**SUPPLIED TEXT**
CHARLESTON, SC (WCSC) - The Charleston Animal Society is responding after one of their rescue dogs bites two children at the Farmer's Market over the weekend.
According to the Charleston Police report, on Saturday, around Noon, officers were alerted that a child was bitten by a dog at the crowded event at Marion Square in Downtown Charleston.
According to the police report, a boxer/rottweiler mixed dog was sitting next to it's foster owner, on a leash, when it suddenly lunged at a 3-year-old walking by.
The dog bit the child in the left thigh.
Police and animal service officers on scene approached the dog and foster owner.
According to the report, as the officers spoke to the foster owner, witnesses watched as the dog suddenly lunged again. This time, it bit a second 3-year-old, on the left shoulder.
Both children were treated by EMS on scene and then taken to MUSC. The police report states that MUSC's Children's Trauma Surgery Team was called to the emergency room for the second child bitten.
The current condition of the children is unknown.
CEO of the Charleston Animal Society, Joe Elmore, says the dog is presumed to be a around one years old. The dog was at the Farmer's Market with it's foster owner, also called foster ambassadors.

**RECORDED INFORMATION**

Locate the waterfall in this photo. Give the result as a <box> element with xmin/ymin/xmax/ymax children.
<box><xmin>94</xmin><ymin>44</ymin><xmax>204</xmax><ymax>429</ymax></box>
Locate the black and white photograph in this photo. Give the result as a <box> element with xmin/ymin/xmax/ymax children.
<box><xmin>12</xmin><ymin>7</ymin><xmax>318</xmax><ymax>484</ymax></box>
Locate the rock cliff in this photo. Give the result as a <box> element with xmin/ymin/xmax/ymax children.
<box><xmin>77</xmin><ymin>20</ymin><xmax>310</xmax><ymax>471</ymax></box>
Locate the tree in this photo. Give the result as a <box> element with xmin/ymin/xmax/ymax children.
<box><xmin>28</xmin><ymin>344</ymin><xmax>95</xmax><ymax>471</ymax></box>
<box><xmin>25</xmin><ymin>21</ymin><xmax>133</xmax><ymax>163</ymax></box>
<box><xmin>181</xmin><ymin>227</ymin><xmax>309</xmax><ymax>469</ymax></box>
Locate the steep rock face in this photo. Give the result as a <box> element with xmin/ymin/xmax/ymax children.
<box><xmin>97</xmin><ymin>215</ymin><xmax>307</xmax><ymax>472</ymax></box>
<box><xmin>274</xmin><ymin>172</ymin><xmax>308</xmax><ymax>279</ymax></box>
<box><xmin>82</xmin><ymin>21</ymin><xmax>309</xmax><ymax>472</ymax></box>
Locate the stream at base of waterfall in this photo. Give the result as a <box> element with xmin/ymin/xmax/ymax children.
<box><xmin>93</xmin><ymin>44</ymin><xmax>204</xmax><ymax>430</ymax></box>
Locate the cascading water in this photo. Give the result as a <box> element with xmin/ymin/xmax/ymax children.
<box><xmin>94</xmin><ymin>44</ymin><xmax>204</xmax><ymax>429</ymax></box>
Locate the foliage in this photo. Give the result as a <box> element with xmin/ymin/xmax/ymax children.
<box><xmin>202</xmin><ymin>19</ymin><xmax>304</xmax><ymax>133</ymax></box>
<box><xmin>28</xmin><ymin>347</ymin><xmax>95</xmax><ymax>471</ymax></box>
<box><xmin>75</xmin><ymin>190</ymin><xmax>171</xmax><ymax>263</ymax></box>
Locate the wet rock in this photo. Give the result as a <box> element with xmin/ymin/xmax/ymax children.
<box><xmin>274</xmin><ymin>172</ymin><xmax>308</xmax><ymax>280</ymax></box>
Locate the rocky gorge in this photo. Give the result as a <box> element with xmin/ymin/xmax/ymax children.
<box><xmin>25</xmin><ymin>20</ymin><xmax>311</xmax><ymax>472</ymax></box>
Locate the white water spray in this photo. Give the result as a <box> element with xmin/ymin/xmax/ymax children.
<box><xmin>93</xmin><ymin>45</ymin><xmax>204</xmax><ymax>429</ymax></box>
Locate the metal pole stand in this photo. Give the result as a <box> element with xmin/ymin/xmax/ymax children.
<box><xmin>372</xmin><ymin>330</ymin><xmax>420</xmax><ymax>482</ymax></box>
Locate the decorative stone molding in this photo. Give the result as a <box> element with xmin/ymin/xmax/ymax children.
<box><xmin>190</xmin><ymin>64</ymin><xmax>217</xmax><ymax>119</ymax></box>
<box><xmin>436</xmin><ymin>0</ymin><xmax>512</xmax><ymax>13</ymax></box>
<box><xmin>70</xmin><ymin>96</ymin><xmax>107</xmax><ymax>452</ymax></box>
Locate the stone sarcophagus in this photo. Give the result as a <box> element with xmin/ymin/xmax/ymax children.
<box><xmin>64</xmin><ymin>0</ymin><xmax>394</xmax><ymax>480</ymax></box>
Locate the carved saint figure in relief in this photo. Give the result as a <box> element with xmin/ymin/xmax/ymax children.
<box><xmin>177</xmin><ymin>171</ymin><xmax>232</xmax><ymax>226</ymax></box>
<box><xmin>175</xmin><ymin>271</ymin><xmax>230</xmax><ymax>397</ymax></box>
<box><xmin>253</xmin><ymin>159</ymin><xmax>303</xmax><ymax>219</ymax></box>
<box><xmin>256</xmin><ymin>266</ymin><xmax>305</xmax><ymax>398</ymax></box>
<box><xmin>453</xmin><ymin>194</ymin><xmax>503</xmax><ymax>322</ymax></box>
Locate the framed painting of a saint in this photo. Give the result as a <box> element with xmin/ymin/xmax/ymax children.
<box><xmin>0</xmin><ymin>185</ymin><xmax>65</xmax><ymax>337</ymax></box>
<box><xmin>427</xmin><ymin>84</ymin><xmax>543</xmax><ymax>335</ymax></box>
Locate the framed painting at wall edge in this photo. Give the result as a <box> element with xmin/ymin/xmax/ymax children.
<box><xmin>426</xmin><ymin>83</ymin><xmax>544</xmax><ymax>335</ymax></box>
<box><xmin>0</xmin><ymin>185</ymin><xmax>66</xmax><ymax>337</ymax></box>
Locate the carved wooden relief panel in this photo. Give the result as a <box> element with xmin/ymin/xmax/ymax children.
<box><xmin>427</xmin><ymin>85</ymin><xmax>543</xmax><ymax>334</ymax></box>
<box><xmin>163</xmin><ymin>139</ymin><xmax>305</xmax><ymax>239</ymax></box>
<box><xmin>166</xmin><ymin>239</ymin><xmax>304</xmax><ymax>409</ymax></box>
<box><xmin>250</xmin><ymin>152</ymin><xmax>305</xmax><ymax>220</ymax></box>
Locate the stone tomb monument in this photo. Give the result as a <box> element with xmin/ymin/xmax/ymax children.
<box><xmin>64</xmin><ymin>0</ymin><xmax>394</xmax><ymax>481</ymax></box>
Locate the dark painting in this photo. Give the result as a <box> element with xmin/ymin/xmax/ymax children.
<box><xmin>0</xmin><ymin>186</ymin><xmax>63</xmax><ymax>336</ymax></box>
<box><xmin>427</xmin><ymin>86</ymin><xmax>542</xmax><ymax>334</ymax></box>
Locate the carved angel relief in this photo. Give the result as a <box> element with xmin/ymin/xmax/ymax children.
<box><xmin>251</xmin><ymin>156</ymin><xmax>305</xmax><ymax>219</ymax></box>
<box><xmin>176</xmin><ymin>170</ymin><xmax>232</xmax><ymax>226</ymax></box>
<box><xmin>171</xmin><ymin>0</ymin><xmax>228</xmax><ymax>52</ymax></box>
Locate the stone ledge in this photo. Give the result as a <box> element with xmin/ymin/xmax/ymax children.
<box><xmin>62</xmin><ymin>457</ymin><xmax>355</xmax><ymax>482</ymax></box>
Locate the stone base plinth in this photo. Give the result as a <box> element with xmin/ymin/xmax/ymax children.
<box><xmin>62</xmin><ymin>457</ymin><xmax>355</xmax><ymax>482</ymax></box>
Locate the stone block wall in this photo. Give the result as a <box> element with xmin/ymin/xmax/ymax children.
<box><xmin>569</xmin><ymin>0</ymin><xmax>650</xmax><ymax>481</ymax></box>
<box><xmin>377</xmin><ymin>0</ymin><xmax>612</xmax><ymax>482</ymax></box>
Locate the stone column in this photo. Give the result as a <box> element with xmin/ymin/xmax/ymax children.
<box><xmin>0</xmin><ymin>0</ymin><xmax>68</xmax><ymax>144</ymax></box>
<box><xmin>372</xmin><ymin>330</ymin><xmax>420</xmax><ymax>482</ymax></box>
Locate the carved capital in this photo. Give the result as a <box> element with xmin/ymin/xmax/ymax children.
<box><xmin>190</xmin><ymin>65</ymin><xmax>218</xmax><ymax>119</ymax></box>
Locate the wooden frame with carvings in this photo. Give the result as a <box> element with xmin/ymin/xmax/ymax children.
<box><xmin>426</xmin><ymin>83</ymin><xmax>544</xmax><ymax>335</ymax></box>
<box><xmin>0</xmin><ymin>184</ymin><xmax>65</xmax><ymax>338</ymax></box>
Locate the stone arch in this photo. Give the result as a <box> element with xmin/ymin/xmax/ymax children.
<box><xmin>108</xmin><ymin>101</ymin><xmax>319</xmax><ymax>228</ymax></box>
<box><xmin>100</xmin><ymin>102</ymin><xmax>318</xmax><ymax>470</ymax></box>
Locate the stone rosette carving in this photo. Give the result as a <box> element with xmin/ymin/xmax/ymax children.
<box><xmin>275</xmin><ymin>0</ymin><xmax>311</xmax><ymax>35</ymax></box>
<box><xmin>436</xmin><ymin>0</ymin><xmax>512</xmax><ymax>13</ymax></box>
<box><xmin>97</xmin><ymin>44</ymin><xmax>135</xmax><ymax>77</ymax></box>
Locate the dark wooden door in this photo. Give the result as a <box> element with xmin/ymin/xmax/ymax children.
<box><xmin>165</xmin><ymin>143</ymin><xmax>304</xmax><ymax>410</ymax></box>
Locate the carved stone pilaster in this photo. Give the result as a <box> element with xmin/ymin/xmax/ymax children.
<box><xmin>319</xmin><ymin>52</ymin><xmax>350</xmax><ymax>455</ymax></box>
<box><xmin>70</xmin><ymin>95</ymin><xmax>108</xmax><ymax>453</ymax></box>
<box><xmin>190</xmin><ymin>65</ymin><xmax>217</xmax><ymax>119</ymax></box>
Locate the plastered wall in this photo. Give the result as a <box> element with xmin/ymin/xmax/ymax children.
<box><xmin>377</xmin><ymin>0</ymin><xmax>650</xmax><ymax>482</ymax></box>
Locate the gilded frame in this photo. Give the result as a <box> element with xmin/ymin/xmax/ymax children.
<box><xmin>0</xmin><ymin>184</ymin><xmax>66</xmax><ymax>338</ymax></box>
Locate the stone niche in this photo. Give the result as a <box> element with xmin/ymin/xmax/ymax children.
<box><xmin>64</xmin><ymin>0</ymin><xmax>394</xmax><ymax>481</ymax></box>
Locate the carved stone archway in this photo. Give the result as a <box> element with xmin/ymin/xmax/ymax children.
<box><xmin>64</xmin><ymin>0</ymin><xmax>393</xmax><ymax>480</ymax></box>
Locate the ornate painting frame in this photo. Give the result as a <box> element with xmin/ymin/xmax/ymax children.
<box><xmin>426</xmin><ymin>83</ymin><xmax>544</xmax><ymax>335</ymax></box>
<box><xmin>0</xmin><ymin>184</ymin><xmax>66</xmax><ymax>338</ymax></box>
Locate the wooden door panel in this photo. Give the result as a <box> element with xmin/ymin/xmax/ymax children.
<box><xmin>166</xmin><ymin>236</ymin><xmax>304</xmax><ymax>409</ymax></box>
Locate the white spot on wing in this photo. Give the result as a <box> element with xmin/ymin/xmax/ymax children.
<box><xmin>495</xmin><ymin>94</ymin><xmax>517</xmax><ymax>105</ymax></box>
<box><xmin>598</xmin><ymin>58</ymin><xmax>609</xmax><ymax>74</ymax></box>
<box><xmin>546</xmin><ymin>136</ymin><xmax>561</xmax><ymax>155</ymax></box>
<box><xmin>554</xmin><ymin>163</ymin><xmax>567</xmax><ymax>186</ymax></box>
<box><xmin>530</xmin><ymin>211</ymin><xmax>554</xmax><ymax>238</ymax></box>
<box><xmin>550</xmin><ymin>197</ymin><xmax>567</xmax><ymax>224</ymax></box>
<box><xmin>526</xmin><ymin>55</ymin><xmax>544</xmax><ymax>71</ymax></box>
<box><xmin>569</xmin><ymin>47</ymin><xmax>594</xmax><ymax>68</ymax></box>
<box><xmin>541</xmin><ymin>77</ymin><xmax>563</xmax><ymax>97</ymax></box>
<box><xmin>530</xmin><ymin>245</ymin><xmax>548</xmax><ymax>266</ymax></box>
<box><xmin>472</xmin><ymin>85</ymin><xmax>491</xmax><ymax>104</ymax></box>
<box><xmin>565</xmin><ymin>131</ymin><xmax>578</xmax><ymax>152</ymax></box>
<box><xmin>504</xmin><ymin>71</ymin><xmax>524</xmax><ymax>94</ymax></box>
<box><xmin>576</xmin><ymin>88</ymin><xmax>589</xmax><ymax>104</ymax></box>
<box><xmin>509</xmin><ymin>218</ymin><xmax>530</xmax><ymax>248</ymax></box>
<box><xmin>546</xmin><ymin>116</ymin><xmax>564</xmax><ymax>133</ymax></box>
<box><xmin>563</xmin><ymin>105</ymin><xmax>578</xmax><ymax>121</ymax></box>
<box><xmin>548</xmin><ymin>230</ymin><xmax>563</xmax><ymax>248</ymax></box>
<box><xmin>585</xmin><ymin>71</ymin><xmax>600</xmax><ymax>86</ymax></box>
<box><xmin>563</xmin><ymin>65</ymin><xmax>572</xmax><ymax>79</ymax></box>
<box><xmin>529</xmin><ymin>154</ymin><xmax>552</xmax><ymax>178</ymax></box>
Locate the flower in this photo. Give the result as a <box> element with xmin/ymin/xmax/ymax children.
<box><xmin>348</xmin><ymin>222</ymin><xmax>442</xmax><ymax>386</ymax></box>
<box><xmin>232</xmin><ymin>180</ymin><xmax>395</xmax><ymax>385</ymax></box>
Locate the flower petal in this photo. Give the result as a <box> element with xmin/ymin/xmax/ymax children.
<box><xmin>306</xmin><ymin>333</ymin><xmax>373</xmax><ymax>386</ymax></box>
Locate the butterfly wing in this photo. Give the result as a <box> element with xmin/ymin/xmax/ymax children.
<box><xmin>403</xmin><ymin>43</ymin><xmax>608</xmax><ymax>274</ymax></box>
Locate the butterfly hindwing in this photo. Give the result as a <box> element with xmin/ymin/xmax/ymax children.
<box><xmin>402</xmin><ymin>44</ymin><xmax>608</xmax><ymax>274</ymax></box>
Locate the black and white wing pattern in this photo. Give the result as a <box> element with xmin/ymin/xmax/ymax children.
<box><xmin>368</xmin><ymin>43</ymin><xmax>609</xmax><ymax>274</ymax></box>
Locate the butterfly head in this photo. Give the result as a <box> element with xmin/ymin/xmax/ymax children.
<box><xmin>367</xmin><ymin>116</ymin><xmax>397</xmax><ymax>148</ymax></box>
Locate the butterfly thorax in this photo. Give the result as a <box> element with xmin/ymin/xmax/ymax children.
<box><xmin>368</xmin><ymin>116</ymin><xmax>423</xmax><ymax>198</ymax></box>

**STUDY QUESTIONS**
(1) Translate into Spanish this sentence from the article on the Farmer's Market dog bites: "Police and animal service officers on scene approached the dog and foster owner."
(2) Carry on the article on the Farmer's Market dog bites, starting after its final sentence.

**TASK-BY-TASK RESULTS**
(1) Los agentes de policía y de los servicios de control animal que se encontraban en el lugar se acercaron al perro y a la persona que lo tenía en acogida.

(2)
Elmore says the community foster ambassadors take dogs in temporarily, while they look to find a permanent home for the animal. During their stay with the foster families, Elmore says the dogs are taken to community events and exposed to other dogs and people. This is a program that's considered successful, with little incidents, at the Charleston Animal Society. Elmore says it's helped placed over 400 dogs with families.
Elmore says this rescue dog had no history of aggression and has been to other recent community events, with no problem. Elmore also says the dog had passed all of it's temperament assessments, a step they require before the rescue dogs are allowed to interact with other in public.
The dog has been taken back to the Charleston Animal Society, where it's currently being held in a ten day quarantine.
Elmore say these incidents are rare, however in most cases when a dog bites someone unprovoked, the animal will have to be put down.